• _WORK TO BE COMPLETED_:
An exact copy of all the records is the expected answer.

Segmentation mask data:
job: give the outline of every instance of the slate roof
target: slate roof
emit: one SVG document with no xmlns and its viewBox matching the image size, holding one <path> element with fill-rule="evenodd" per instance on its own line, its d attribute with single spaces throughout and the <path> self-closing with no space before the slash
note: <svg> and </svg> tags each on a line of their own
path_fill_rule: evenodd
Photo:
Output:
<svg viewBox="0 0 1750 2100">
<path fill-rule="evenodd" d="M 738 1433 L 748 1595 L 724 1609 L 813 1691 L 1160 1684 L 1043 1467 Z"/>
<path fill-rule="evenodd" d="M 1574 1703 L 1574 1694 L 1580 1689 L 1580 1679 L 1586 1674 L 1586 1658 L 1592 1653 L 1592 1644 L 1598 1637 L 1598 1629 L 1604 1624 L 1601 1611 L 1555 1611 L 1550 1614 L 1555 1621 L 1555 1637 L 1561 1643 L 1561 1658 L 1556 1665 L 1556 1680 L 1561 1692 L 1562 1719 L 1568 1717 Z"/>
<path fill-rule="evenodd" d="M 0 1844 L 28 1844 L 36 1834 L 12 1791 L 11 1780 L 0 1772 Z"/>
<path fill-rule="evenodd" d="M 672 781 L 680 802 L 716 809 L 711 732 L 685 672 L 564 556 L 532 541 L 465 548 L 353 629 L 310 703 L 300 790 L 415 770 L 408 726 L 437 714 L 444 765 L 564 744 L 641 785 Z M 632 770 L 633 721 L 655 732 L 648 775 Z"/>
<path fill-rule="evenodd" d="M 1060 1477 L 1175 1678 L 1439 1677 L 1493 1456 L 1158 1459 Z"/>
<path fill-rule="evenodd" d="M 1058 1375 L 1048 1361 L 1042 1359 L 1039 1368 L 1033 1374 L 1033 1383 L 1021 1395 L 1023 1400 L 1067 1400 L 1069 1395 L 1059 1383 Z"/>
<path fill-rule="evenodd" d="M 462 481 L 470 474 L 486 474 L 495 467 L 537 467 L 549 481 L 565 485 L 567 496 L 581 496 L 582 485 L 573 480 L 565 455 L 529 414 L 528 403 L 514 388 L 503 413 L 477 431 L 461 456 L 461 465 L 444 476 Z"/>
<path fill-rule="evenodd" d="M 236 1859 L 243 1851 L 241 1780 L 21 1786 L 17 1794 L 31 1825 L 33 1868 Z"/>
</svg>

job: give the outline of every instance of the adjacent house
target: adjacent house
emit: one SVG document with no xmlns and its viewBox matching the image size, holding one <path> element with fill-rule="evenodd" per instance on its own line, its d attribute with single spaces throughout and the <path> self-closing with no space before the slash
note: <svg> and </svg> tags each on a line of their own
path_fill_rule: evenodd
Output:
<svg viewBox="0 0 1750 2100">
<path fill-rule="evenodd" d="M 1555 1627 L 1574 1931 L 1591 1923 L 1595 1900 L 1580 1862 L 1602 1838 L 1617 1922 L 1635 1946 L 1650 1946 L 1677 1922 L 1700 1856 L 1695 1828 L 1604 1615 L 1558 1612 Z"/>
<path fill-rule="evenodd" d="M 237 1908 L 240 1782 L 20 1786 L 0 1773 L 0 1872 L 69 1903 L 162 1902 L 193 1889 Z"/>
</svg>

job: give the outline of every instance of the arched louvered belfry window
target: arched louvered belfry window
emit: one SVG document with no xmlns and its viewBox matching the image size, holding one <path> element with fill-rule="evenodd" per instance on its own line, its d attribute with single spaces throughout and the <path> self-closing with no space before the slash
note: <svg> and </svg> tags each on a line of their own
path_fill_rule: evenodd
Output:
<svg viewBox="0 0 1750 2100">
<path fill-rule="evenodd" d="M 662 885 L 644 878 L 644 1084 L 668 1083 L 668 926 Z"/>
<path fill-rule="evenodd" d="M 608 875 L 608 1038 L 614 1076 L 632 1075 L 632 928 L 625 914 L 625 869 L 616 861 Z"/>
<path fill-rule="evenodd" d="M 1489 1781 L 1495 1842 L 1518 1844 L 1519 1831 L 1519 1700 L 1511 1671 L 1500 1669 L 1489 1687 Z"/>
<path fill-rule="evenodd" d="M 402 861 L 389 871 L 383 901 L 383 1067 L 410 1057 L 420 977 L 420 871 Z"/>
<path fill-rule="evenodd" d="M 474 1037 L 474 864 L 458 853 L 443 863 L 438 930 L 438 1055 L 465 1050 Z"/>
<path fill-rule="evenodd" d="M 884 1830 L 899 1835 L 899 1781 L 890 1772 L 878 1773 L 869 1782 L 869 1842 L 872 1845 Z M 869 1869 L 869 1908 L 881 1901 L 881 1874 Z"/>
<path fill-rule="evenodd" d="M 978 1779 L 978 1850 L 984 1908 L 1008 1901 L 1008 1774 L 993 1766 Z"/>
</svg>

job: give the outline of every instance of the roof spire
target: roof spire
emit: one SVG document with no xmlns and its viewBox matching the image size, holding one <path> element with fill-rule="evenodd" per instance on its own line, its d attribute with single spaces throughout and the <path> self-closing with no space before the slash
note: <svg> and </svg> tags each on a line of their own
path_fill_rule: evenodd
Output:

• _TASK OUTPUT_:
job: give the outline of every instance of the slate roof
target: slate roof
emit: one SVG document with no xmlns and its viewBox matching the image size, holding one <path> element with fill-rule="evenodd" per instance on its own line, its d attribute with single spaces throughout and the <path> self-closing with no space before the slash
note: <svg> and </svg> tags each on a line of their own
path_fill_rule: evenodd
Photo:
Output:
<svg viewBox="0 0 1750 2100">
<path fill-rule="evenodd" d="M 738 1433 L 748 1595 L 724 1609 L 813 1691 L 1160 1684 L 1043 1467 Z"/>
<path fill-rule="evenodd" d="M 1574 1703 L 1574 1694 L 1580 1689 L 1580 1679 L 1586 1674 L 1586 1658 L 1592 1653 L 1592 1644 L 1598 1637 L 1598 1629 L 1604 1624 L 1601 1611 L 1555 1611 L 1550 1614 L 1555 1621 L 1555 1637 L 1561 1643 L 1561 1658 L 1556 1665 L 1556 1680 L 1561 1692 L 1562 1719 L 1568 1717 Z"/>
<path fill-rule="evenodd" d="M 0 1844 L 28 1844 L 36 1834 L 12 1791 L 11 1780 L 0 1772 Z"/>
<path fill-rule="evenodd" d="M 672 781 L 680 802 L 716 809 L 711 732 L 685 672 L 564 556 L 532 541 L 465 548 L 353 629 L 310 703 L 300 790 L 415 770 L 408 726 L 437 714 L 444 765 L 564 744 L 641 785 Z M 632 770 L 633 721 L 655 732 L 648 775 Z"/>
<path fill-rule="evenodd" d="M 1060 1477 L 1175 1678 L 1439 1677 L 1493 1456 L 1158 1459 Z"/>
<path fill-rule="evenodd" d="M 1058 1375 L 1048 1361 L 1042 1359 L 1039 1368 L 1033 1374 L 1033 1383 L 1021 1395 L 1023 1400 L 1067 1400 L 1069 1395 L 1059 1383 Z"/>
<path fill-rule="evenodd" d="M 462 481 L 470 474 L 486 474 L 495 467 L 537 467 L 549 481 L 565 485 L 567 496 L 581 496 L 582 485 L 573 480 L 565 455 L 529 414 L 528 403 L 514 388 L 503 413 L 477 431 L 461 456 L 461 465 L 444 476 Z"/>
<path fill-rule="evenodd" d="M 236 1859 L 243 1851 L 241 1780 L 21 1786 L 17 1794 L 31 1825 L 33 1868 Z"/>
</svg>

job: give the outline of every instance of the adjacent house
target: adjacent house
emit: one SVG document with no xmlns and its viewBox matching the image size, holding one <path> element with fill-rule="evenodd" per instance on its own line, its d attribute with single spaces throughout and the <path> self-closing with no space before the slash
note: <svg> and </svg> tags each on a line of their own
path_fill_rule: evenodd
Output:
<svg viewBox="0 0 1750 2100">
<path fill-rule="evenodd" d="M 1555 1627 L 1574 1931 L 1591 1923 L 1595 1900 L 1580 1862 L 1602 1838 L 1617 1922 L 1635 1946 L 1650 1946 L 1677 1922 L 1700 1856 L 1695 1828 L 1604 1615 L 1558 1612 Z"/>
<path fill-rule="evenodd" d="M 237 1908 L 240 1782 L 20 1786 L 0 1773 L 0 1872 L 69 1903 L 162 1902 L 193 1889 Z"/>
</svg>

job: give the outline of every instance of the arched louvered belfry window
target: arched louvered belfry window
emit: one SVG document with no xmlns and its viewBox matching the image size, holding one <path> element with fill-rule="evenodd" per instance on its own line, its d attribute with single spaces throughout and the <path> self-closing with no space before the slash
note: <svg> and </svg> tags each on a line of their own
path_fill_rule: evenodd
Output:
<svg viewBox="0 0 1750 2100">
<path fill-rule="evenodd" d="M 662 885 L 644 878 L 644 1084 L 668 1083 L 668 926 Z"/>
<path fill-rule="evenodd" d="M 608 875 L 608 1038 L 614 1076 L 632 1075 L 632 928 L 625 914 L 625 869 L 616 861 Z"/>
<path fill-rule="evenodd" d="M 1489 1781 L 1495 1842 L 1518 1844 L 1519 1831 L 1519 1700 L 1511 1671 L 1500 1669 L 1489 1687 Z"/>
<path fill-rule="evenodd" d="M 402 861 L 389 871 L 383 901 L 383 1067 L 410 1057 L 420 977 L 420 871 Z"/>
<path fill-rule="evenodd" d="M 474 1037 L 474 864 L 458 853 L 443 863 L 438 930 L 438 1055 L 465 1050 Z"/>
<path fill-rule="evenodd" d="M 884 1830 L 899 1835 L 899 1781 L 890 1772 L 878 1773 L 869 1782 L 869 1842 L 872 1845 Z M 869 1869 L 869 1908 L 881 1901 L 881 1874 Z"/>
<path fill-rule="evenodd" d="M 978 1779 L 978 1850 L 984 1908 L 1008 1901 L 1008 1774 L 993 1766 Z"/>
</svg>

job: give the outline of every instance of the roof spire
target: roof spire
emit: one SVG document with no xmlns and its viewBox matching the image size, holding one <path> element with fill-rule="evenodd" per instance on its own line, its d attribute with single spaces throughout and the <path> self-closing with no space before the slash
note: <svg> and </svg> tags each on a line of their own
path_fill_rule: evenodd
Output:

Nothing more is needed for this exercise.